## Start RECORDS SHOWN

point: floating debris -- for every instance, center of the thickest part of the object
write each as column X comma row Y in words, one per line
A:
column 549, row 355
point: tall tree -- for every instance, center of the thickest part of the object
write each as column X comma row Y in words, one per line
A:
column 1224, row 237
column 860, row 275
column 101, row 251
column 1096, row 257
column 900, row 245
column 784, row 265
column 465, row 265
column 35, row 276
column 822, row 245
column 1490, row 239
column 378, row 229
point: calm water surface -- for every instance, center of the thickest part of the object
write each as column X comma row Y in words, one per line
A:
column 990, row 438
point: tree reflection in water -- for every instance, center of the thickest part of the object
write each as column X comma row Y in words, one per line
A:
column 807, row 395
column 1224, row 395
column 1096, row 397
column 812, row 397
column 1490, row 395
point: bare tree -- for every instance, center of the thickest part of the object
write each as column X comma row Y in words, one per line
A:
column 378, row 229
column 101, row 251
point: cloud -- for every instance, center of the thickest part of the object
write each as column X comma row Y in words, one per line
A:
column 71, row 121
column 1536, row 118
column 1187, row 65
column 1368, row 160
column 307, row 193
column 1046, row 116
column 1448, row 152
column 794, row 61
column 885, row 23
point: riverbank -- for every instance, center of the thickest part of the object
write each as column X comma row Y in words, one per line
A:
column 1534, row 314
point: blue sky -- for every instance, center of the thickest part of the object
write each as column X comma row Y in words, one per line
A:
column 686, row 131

## End RECORDS SHOWN

SET EXERCISE
Can you turn the records above into a JSON list of strings, with one string for each line and blank lines left out?

THE COMPLETED TASK
[
  "point: floating debris -- for every instance, center of the thickest part of the object",
  "write each as column X comma row Y in words, one per line",
  "A:",
  "column 549, row 355",
  "point: tall tree -- for every instance, center of the thickest part of the object",
  "write each as column X comma row Y in words, one per line",
  "A:",
  "column 1224, row 237",
  "column 860, row 275",
  "column 101, row 251",
  "column 1096, row 257",
  "column 900, row 245",
  "column 784, row 265",
  "column 465, row 265",
  "column 35, row 276",
  "column 822, row 245",
  "column 1490, row 239",
  "column 378, row 229",
  "point: calm water surface -- for every instance, center of the thickest part of the object",
  "write each as column X comma row Y in words, one per line",
  "A:",
  "column 990, row 438",
  "point: tree reflection in water -- for every instance, center of the thickest part of the object",
  "write each as column X comma row Y in words, one per line",
  "A:",
  "column 807, row 395",
  "column 1224, row 395",
  "column 1096, row 397",
  "column 812, row 397",
  "column 1490, row 395",
  "point: bare tree -- for every instance, center of the thickest part of the object",
  "write each as column X comma row Y in words, one per line",
  "A:",
  "column 378, row 229",
  "column 101, row 251",
  "point: cloud -- for every instance, center of the thickest part of the object",
  "write each as column X comma row Y in words, one per line",
  "A:",
  "column 71, row 121",
  "column 1536, row 118",
  "column 1187, row 65",
  "column 1368, row 160",
  "column 307, row 193",
  "column 1046, row 116",
  "column 1448, row 152",
  "column 794, row 61",
  "column 885, row 23",
  "point: riverbank -- for every instance, center of the thickest part of the object",
  "write each as column X comma row Y in words, one per line",
  "A:",
  "column 1534, row 314",
  "point: blue sky -- for every instance, center of the thickest part of the object",
  "write each as column X comma row Y in words, one per line",
  "A:",
  "column 686, row 131"
]